Brief:
When you transcribe the lines below, keep every word the same and leave the pictures behind.

Data records:

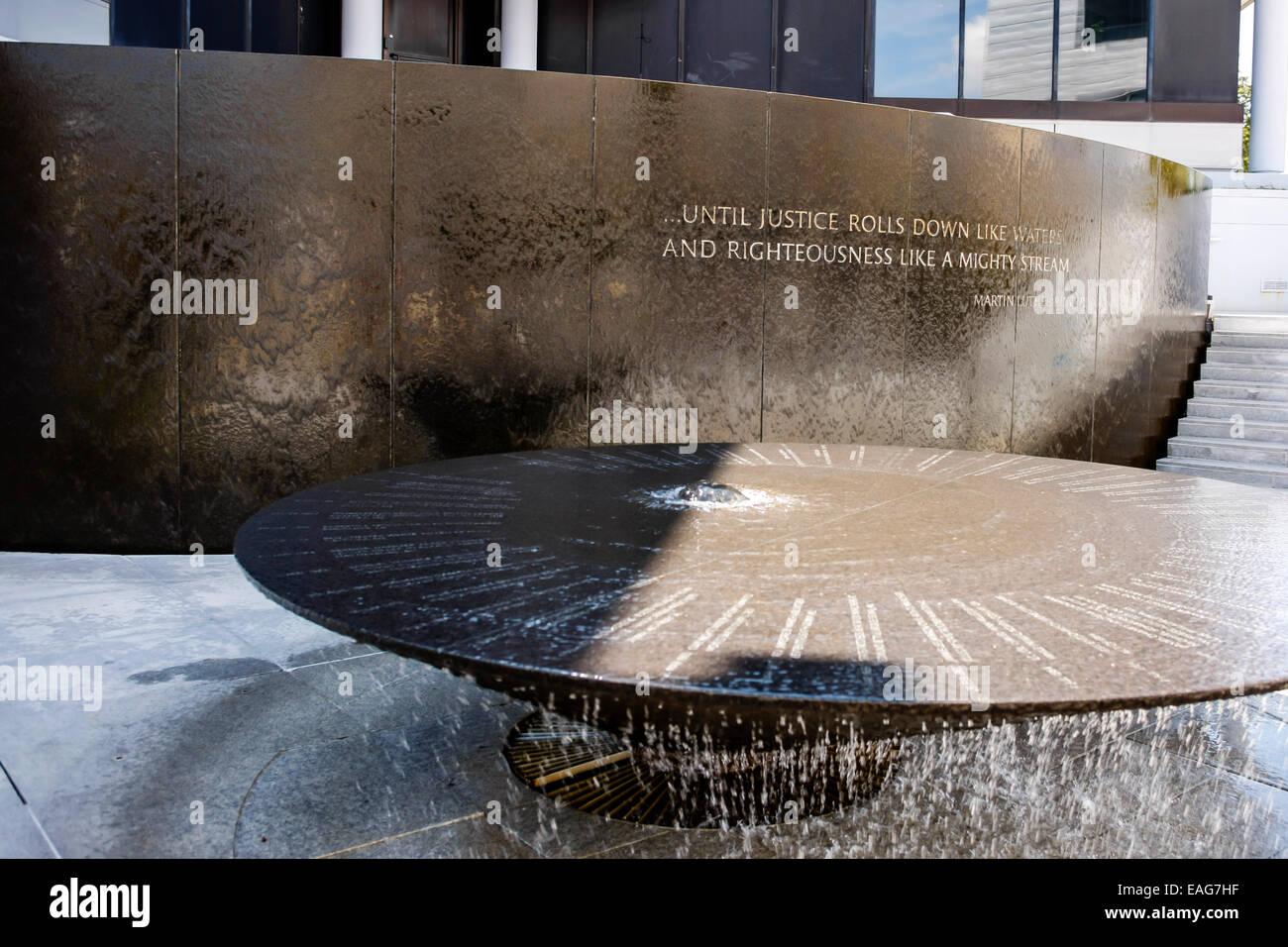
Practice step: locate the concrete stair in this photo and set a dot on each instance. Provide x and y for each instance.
(1243, 379)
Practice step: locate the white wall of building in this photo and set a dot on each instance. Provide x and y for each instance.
(1198, 145)
(55, 21)
(1249, 244)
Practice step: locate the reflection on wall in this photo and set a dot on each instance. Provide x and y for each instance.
(426, 292)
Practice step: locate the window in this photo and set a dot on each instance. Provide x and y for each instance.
(420, 30)
(728, 43)
(1008, 50)
(828, 58)
(638, 39)
(1104, 51)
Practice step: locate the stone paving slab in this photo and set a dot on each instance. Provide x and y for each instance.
(215, 696)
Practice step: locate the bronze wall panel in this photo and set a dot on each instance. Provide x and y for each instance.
(80, 342)
(833, 368)
(668, 331)
(492, 189)
(261, 196)
(1125, 431)
(1055, 333)
(175, 428)
(960, 357)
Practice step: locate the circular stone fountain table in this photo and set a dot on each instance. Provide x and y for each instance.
(842, 592)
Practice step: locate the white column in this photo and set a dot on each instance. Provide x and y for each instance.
(518, 34)
(1267, 145)
(362, 30)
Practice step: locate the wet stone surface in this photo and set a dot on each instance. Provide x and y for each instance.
(863, 590)
(407, 763)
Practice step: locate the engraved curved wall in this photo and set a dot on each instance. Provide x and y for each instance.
(514, 252)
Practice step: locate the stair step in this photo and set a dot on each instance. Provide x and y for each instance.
(1225, 408)
(1256, 341)
(1231, 355)
(1271, 373)
(1270, 453)
(1236, 472)
(1241, 390)
(1271, 432)
(1250, 322)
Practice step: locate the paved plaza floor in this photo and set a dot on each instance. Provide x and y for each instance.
(231, 727)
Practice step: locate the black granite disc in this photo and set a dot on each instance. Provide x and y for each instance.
(848, 590)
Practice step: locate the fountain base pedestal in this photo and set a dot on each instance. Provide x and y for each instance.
(596, 772)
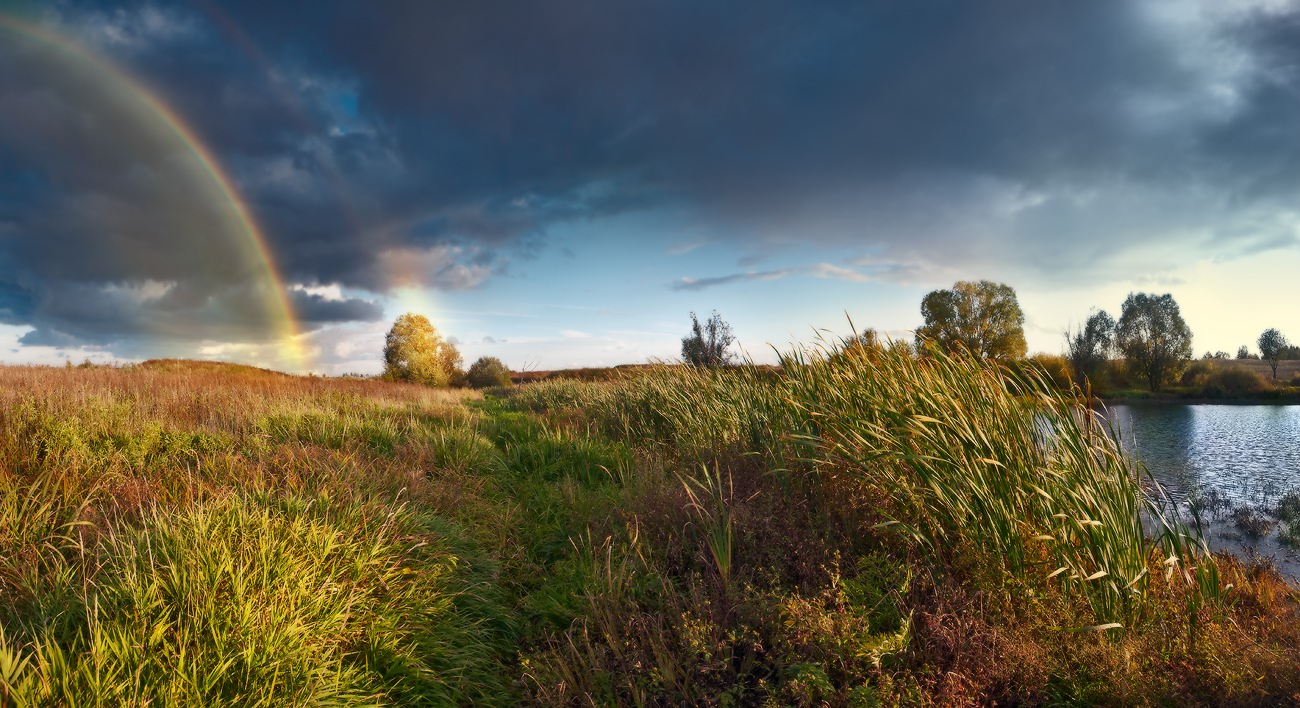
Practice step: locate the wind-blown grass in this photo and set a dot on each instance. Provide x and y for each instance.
(859, 526)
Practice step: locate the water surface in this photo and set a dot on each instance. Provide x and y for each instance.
(1243, 451)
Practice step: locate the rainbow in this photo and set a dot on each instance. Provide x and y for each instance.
(278, 304)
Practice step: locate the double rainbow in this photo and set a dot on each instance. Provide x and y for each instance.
(278, 307)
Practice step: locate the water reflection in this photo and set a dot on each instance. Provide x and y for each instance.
(1247, 452)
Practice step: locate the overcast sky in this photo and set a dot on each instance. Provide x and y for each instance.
(562, 183)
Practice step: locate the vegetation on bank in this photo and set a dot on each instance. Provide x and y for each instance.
(861, 526)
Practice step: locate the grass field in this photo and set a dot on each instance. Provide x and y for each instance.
(858, 528)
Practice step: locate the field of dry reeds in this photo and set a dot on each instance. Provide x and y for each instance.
(857, 528)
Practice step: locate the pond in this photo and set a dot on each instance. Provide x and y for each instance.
(1247, 455)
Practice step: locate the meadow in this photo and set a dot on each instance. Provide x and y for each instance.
(857, 528)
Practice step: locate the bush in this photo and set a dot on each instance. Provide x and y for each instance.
(1197, 373)
(1234, 381)
(486, 372)
(1056, 368)
(1251, 522)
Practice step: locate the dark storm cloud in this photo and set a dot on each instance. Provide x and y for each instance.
(403, 142)
(315, 308)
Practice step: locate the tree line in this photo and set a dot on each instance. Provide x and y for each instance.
(982, 318)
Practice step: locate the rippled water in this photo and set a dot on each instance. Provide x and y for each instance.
(1248, 452)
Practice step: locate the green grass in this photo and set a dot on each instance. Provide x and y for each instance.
(856, 528)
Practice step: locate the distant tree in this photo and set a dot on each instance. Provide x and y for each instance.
(1090, 347)
(706, 344)
(1153, 337)
(486, 372)
(1272, 344)
(415, 352)
(984, 318)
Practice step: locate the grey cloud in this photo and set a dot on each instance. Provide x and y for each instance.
(688, 283)
(424, 143)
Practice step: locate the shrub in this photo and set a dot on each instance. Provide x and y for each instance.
(1234, 381)
(1197, 373)
(1251, 522)
(486, 372)
(1056, 369)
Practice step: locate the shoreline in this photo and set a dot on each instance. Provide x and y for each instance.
(1194, 400)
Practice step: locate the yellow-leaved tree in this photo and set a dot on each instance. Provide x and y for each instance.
(415, 352)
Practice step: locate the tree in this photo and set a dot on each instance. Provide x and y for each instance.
(415, 352)
(984, 318)
(1090, 347)
(706, 346)
(486, 372)
(1272, 346)
(1153, 337)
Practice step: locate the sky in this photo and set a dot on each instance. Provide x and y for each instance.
(563, 183)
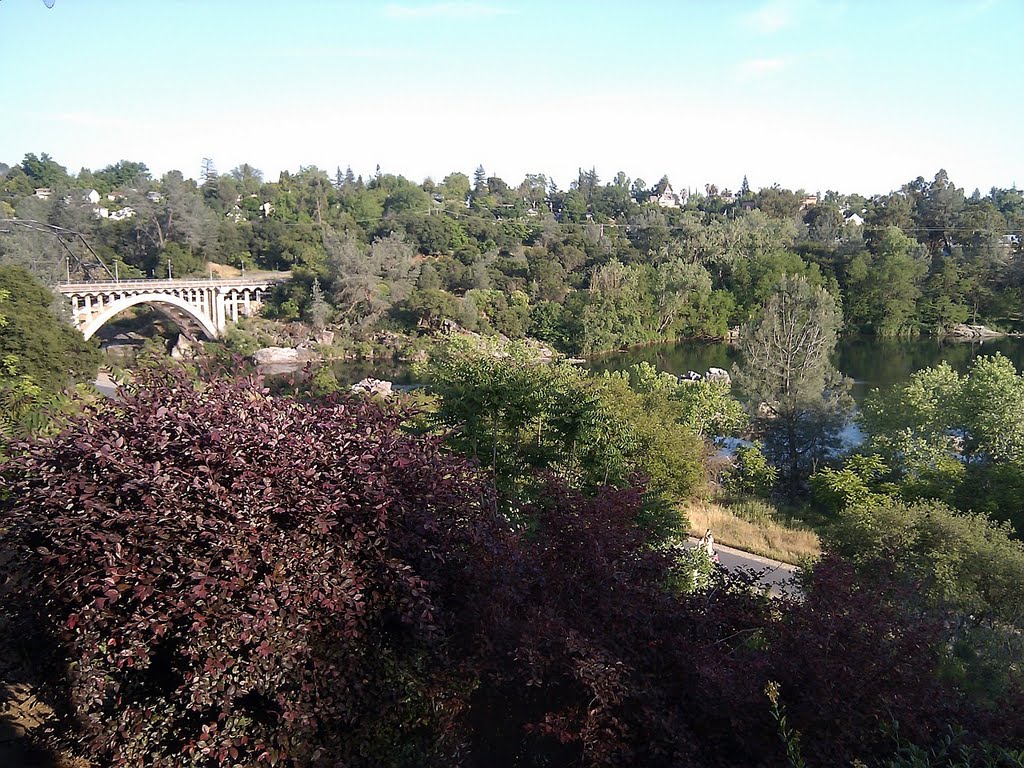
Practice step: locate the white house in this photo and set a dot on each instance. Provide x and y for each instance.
(124, 213)
(669, 198)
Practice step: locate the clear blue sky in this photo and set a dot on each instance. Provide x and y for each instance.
(857, 96)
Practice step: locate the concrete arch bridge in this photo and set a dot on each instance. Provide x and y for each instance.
(205, 306)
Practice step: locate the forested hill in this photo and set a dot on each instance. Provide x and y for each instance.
(592, 267)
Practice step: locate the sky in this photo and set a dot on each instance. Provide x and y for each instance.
(852, 95)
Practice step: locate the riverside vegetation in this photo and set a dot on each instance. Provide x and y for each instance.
(492, 572)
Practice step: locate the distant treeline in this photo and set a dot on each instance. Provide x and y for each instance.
(593, 267)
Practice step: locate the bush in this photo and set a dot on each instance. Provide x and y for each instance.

Task result:
Practice step: locate the concrete stair in this photo and set a dot on each instance. Provide x and y for each instance.
(1243, 379)
Practice step: locate the white wall of building in this photo and set a dot on each instance. Provide x and y for each instance.
(1198, 145)
(55, 21)
(1249, 244)
Practice step: locate the reflection on wall in this photo and set a dot on each instance. Provide x and y for each instance.
(426, 292)
Practice step: locate the window in this photo and set a dot on each instance. Provide x and y for each instance.
(420, 30)
(728, 43)
(1008, 50)
(828, 58)
(638, 39)
(1104, 51)
Practice step: locate the stone paving slab in this photo and set a dot on each instance. Provide x and y for each instance.
(215, 696)
Practice step: locate the bronze wall panel in this photo and set a dot on each instance. Provide x and y for each instance.
(80, 342)
(833, 368)
(668, 331)
(492, 189)
(261, 196)
(1125, 431)
(1055, 333)
(175, 428)
(960, 357)
Practice step: locate the circular stone fountain table in this photo and set a dot on each instance. Provide x and y for each instance.
(842, 592)
Practice step: locate the white column in this photo and set a dot on each instance. Provide x and y for each instance.
(518, 34)
(1267, 145)
(362, 30)
Practice step: locate the wet stone surface in this photo and set a dot on each instance. Provide x and y for each instance.
(863, 590)
(407, 763)
Practice step: locate the engraved curved wall in this photo and set a dot on each instance. Provide x and y for each instance.
(514, 252)
Practice step: locate the stair step in this photo and set a dot on each instance. Provide x and y for each instance.
(1225, 408)
(1256, 341)
(1231, 355)
(1271, 373)
(1270, 453)
(1236, 472)
(1241, 390)
(1271, 432)
(1250, 322)
Practice step: locate the paved plaza floor in this photo and set a dot on each instance. Provide x and y for each instance.
(231, 727)
Practice step: locate the black granite disc in this photo and set a dot on each instance. Provide x and y for each instance.
(848, 590)
Practice step: locate the fountain base pedestal in this photo and set a dot on each instance. Provide x and y for each instance.
(596, 772)
Practice step: locate the wind-blown grass in this photo and set a dot on each instance. Provide x and y for each instance.
(859, 526)
Practice step: locate the water surface in this photo and set a dot on each instance. Provide x and y for each instance.
(1243, 451)
Practice step: locate the rainbow in this photo and set a dot on each instance. Provide x and y for each instance.
(278, 304)
Practice step: locate the double rainbow in this photo and set a dot on each instance. Provide x and y for each instance.
(278, 307)
Practice step: locate the water reflection in this photo and set a dot on each instance. Provide x and y for each instance.
(1247, 452)
Practice step: locate the overcast sky in this photo and set a dot on each instance. Provide x and y for each instance.
(562, 183)
Practice step: locate the vegetation on bank in this photo and set a dot on each instance. Provide x and y for each instance.
(861, 526)
Practice step: locate the grass field in this photo and set a dot on each instance. Provide x and y for each instance.
(858, 528)
Practice step: locate the field of dry reeds in this photo and set a dot on each instance. Provide x and y for each instance.
(857, 528)
Practice step: locate the pond in this photo and set a dot on each instance. Provide x and y for each instance.
(1247, 455)
Practice step: locate the meadow in this photo and set a dot on each instance. Provide x and y for each instance.
(857, 528)
Practice step: locate the bush in this photo and set a dot on each instance. Provide x and y for each instance.
(1197, 373)
(1234, 381)
(486, 372)
(1056, 368)
(1251, 522)
Practice step: locate the dark storm cloud in this photo and set a dot on each instance. Provide x and y for each instance.
(403, 142)
(315, 308)
Practice step: locate the tree line in this photo and set a dot on each instance. Provide x and y for each instance.
(982, 318)
Practice step: locate the rippled water in this photo and set a dot on each instance. Provide x and y for each instance.
(1248, 452)
Practice step: locate the green grass in this photo and set a dot on each instance. Provide x and y for each instance.
(856, 528)
Practice step: locate the distant tree in this photo and set a dot on each instance. Provide x and y for each instance.
(1090, 347)
(706, 344)
(1153, 337)
(486, 372)
(1272, 344)
(415, 352)
(984, 318)
Practice step: locate the grey cloud in this photo and set a dot on each instance. Provide x and y for each instance.
(688, 283)
(424, 143)
Practice step: locate the shrub in this photo and set a dot on each instance. Provide x and y for each instance.
(1234, 381)
(1197, 373)
(1251, 522)
(486, 372)
(1056, 369)
Practice step: locate the shoreline in this photo and set a dot on each instance. Provide x and y for each instance.
(1194, 400)
Practice step: locate the yellow-leaved tree in this photo and set a dot on each instance. Provide x and y for each instance.
(415, 352)
Practice step: locate the tree in this photo and set a dot on each instance. Provide x and y for each instance.
(415, 352)
(984, 318)
(1090, 347)
(706, 346)
(486, 372)
(1272, 346)
(1153, 337)
Practice step: locate the sky in this photo and set a dot on each instance. Provide x and y for each instance.
(563, 183)
Practice step: locate the white house in this photo and set a dot on each instance. Provide x and y for each instance.
(124, 213)
(669, 198)
Practice step: locate the clear blue sky in this photo and set a dot on each instance. Provide x and y for each instance.
(857, 96)
Practice step: locate the concrete arch bridge in this photo and set a dot on each instance. Provide x and y for each instance.
(205, 306)
Practice step: locate the forested hill in this photo and set a dot on each instance. Provide x and y for each instance.
(592, 267)
Practice step: locate the sky in this photo and set a dot on each instance. Provide x and y for each instance.
(852, 95)
Practice step: locate the riverside vegetation in this photo and set a dot on each instance. Provide x and y for each instance.
(492, 572)
Practice step: locate the distant treeline in this photo and set a dot on each instance. Provide x and y for each instance.
(593, 267)
Practice step: locate the bush in this photo and set a dot on each instance. Provide x and y for each instance.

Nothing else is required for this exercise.